Task requirements:
Transcribe the lines below word for word, beginning with the line containing "the telescope focuser." and continuing through the line containing "131 L 110 130", including both of those lines.

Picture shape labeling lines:
____________

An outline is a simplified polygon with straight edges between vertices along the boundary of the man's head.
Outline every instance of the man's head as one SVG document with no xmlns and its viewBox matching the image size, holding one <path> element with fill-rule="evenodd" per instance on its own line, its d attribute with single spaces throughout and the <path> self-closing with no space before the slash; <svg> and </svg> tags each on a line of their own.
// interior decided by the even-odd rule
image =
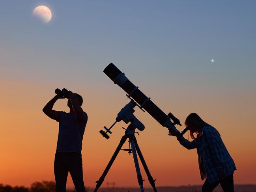
<svg viewBox="0 0 256 192">
<path fill-rule="evenodd" d="M 74 98 L 79 104 L 80 106 L 82 106 L 82 104 L 83 104 L 83 98 L 81 95 L 77 93 L 74 93 Z M 72 107 L 72 104 L 69 99 L 67 101 L 67 106 L 69 107 Z"/>
</svg>

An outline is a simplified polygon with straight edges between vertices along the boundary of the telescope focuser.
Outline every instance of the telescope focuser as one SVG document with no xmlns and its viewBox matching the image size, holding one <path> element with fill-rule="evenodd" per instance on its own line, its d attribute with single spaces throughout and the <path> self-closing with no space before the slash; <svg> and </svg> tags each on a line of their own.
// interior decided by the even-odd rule
<svg viewBox="0 0 256 192">
<path fill-rule="evenodd" d="M 112 132 L 110 131 L 110 130 L 113 127 L 113 126 L 114 126 L 115 124 L 118 121 L 116 121 L 115 123 L 114 123 L 113 125 L 111 125 L 109 129 L 108 129 L 106 126 L 104 126 L 104 129 L 106 130 L 106 132 L 105 132 L 104 130 L 101 129 L 99 131 L 100 133 L 104 137 L 107 139 L 108 139 L 109 138 L 109 136 L 108 135 L 107 133 L 109 133 L 110 134 L 112 134 Z"/>
<path fill-rule="evenodd" d="M 143 124 L 141 123 L 134 115 L 133 115 L 133 113 L 135 112 L 135 110 L 134 110 L 133 108 L 136 106 L 138 106 L 137 103 L 133 100 L 131 100 L 131 101 L 128 104 L 126 104 L 118 114 L 117 117 L 116 118 L 116 121 L 113 125 L 111 125 L 109 129 L 108 129 L 105 126 L 104 128 L 106 130 L 106 131 L 101 130 L 99 131 L 100 133 L 105 138 L 108 139 L 109 138 L 109 136 L 107 134 L 108 133 L 111 134 L 112 132 L 110 131 L 110 129 L 113 127 L 113 126 L 114 126 L 116 122 L 120 122 L 121 121 L 123 121 L 126 124 L 128 124 L 129 123 L 131 123 L 130 125 L 133 125 L 135 129 L 138 129 L 140 130 L 143 130 L 145 129 L 145 126 Z"/>
<path fill-rule="evenodd" d="M 172 113 L 171 113 L 170 112 L 167 115 L 167 116 L 172 120 L 172 121 L 173 121 L 172 124 L 174 125 L 178 125 L 180 126 L 181 126 L 181 124 L 180 124 L 180 122 L 179 121 L 179 119 L 175 117 L 172 114 Z"/>
</svg>

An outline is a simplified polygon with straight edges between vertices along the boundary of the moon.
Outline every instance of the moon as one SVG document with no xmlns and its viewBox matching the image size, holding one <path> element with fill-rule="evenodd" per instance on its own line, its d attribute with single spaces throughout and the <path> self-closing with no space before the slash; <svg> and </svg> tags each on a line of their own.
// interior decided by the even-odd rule
<svg viewBox="0 0 256 192">
<path fill-rule="evenodd" d="M 37 7 L 33 11 L 33 14 L 41 19 L 45 23 L 49 22 L 52 18 L 52 12 L 50 9 L 46 6 Z"/>
</svg>

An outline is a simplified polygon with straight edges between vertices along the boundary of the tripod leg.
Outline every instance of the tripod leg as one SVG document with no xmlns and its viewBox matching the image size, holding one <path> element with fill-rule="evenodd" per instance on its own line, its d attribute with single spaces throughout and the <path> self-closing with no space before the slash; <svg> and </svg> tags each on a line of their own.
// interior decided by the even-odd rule
<svg viewBox="0 0 256 192">
<path fill-rule="evenodd" d="M 102 173 L 101 177 L 99 178 L 99 180 L 97 181 L 96 182 L 97 185 L 96 185 L 95 188 L 94 189 L 93 192 L 96 192 L 96 191 L 97 191 L 98 189 L 99 189 L 99 187 L 101 186 L 101 184 L 103 183 L 103 181 L 104 181 L 104 179 L 105 178 L 106 175 L 109 170 L 109 169 L 110 169 L 110 168 L 111 167 L 112 164 L 113 164 L 113 163 L 115 160 L 116 156 L 120 151 L 120 149 L 121 149 L 121 148 L 123 146 L 123 145 L 124 142 L 126 140 L 126 139 L 127 139 L 127 136 L 126 136 L 124 135 L 122 137 L 122 138 L 120 141 L 120 143 L 119 143 L 119 144 L 118 146 L 116 148 L 116 151 L 115 151 L 115 152 L 113 154 L 111 158 L 110 159 L 109 162 L 108 164 L 108 165 L 107 166 L 107 167 L 106 167 L 105 170 L 103 172 L 103 173 Z"/>
<path fill-rule="evenodd" d="M 131 146 L 132 150 L 133 151 L 133 159 L 134 159 L 134 163 L 135 165 L 136 172 L 137 172 L 138 181 L 138 182 L 140 187 L 140 191 L 141 192 L 144 192 L 144 189 L 143 188 L 143 180 L 142 179 L 142 177 L 141 176 L 141 174 L 140 173 L 139 162 L 138 160 L 138 157 L 137 157 L 136 148 L 134 143 L 134 136 L 131 136 L 129 137 L 129 139 L 130 139 L 130 143 L 131 143 Z"/>
<path fill-rule="evenodd" d="M 142 165 L 143 166 L 143 167 L 144 168 L 145 171 L 146 172 L 146 174 L 147 174 L 147 175 L 148 175 L 148 181 L 149 181 L 149 183 L 150 183 L 151 186 L 153 188 L 153 189 L 154 190 L 154 192 L 157 192 L 157 188 L 156 188 L 155 185 L 155 180 L 154 180 L 152 176 L 151 176 L 151 174 L 150 174 L 149 170 L 148 169 L 148 166 L 147 166 L 147 164 L 146 164 L 146 162 L 145 161 L 145 159 L 144 159 L 144 158 L 143 157 L 142 154 L 141 153 L 141 151 L 140 151 L 140 149 L 139 145 L 138 144 L 138 143 L 137 142 L 137 140 L 136 140 L 136 138 L 135 137 L 134 138 L 134 143 L 135 143 L 135 147 L 136 148 L 136 150 L 137 151 L 137 153 L 138 153 L 138 155 L 139 157 L 140 158 L 140 161 L 141 161 L 141 163 L 142 163 Z"/>
</svg>

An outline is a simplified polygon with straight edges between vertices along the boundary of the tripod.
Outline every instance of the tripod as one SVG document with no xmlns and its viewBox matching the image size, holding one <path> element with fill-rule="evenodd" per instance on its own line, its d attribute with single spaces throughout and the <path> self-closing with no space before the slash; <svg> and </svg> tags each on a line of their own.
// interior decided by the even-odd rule
<svg viewBox="0 0 256 192">
<path fill-rule="evenodd" d="M 137 173 L 138 181 L 138 182 L 139 185 L 140 185 L 140 191 L 141 192 L 144 192 L 144 189 L 143 188 L 144 180 L 142 179 L 142 177 L 140 173 L 140 166 L 139 166 L 139 163 L 138 160 L 138 157 L 137 157 L 136 151 L 137 151 L 137 153 L 138 153 L 138 155 L 139 156 L 139 157 L 140 158 L 140 161 L 141 162 L 141 163 L 143 166 L 143 168 L 144 168 L 146 174 L 148 176 L 148 180 L 149 181 L 151 186 L 153 188 L 153 189 L 154 190 L 154 192 L 157 192 L 157 190 L 155 186 L 155 179 L 154 180 L 152 177 L 152 176 L 151 176 L 149 170 L 148 168 L 148 166 L 147 166 L 147 164 L 146 164 L 146 162 L 145 161 L 145 160 L 144 159 L 142 154 L 141 153 L 141 151 L 140 151 L 140 147 L 139 147 L 139 145 L 138 144 L 138 143 L 137 142 L 137 140 L 135 135 L 135 129 L 136 127 L 133 123 L 131 123 L 128 126 L 127 129 L 125 132 L 124 135 L 123 135 L 121 138 L 121 140 L 120 141 L 120 142 L 119 143 L 117 148 L 116 149 L 116 151 L 115 151 L 115 152 L 113 154 L 111 158 L 110 159 L 109 162 L 108 162 L 108 165 L 107 166 L 107 167 L 106 167 L 105 170 L 103 172 L 101 177 L 99 178 L 99 180 L 96 182 L 97 185 L 96 185 L 95 188 L 94 189 L 94 190 L 93 191 L 94 192 L 96 192 L 96 191 L 97 191 L 97 190 L 98 190 L 99 188 L 101 185 L 103 183 L 103 181 L 104 181 L 105 177 L 107 175 L 108 172 L 108 171 L 111 167 L 112 164 L 113 164 L 113 163 L 115 160 L 115 159 L 117 156 L 118 153 L 119 152 L 120 150 L 121 150 L 121 148 L 127 138 L 129 139 L 129 141 L 130 142 L 131 146 L 131 150 L 133 153 L 133 156 L 134 163 L 135 164 L 135 168 L 136 169 L 136 172 Z"/>
</svg>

____________

Exercise solution:
An outline is a simplified polygon with straight edges between vertices along the boundary of the telescope focuser.
Outline every instance of the telescope focuser as one SVG document with no xmlns and its viewBox matching the image size, holding one <path> element with fill-rule="evenodd" per instance on its own line, its d attribute with single spaces throughout and the <path> self-closing with no space before the slash; <svg> and </svg> tags each on a line of their own.
// interior decided by the even-odd rule
<svg viewBox="0 0 256 192">
<path fill-rule="evenodd" d="M 112 132 L 110 131 L 110 130 L 113 127 L 113 126 L 114 126 L 115 124 L 118 121 L 116 121 L 115 123 L 114 123 L 113 125 L 111 125 L 109 129 L 108 129 L 106 126 L 104 126 L 104 129 L 106 130 L 106 132 L 105 132 L 104 130 L 101 129 L 99 131 L 100 133 L 104 137 L 107 139 L 108 139 L 109 138 L 109 136 L 108 135 L 107 133 L 109 133 L 110 134 L 112 134 Z"/>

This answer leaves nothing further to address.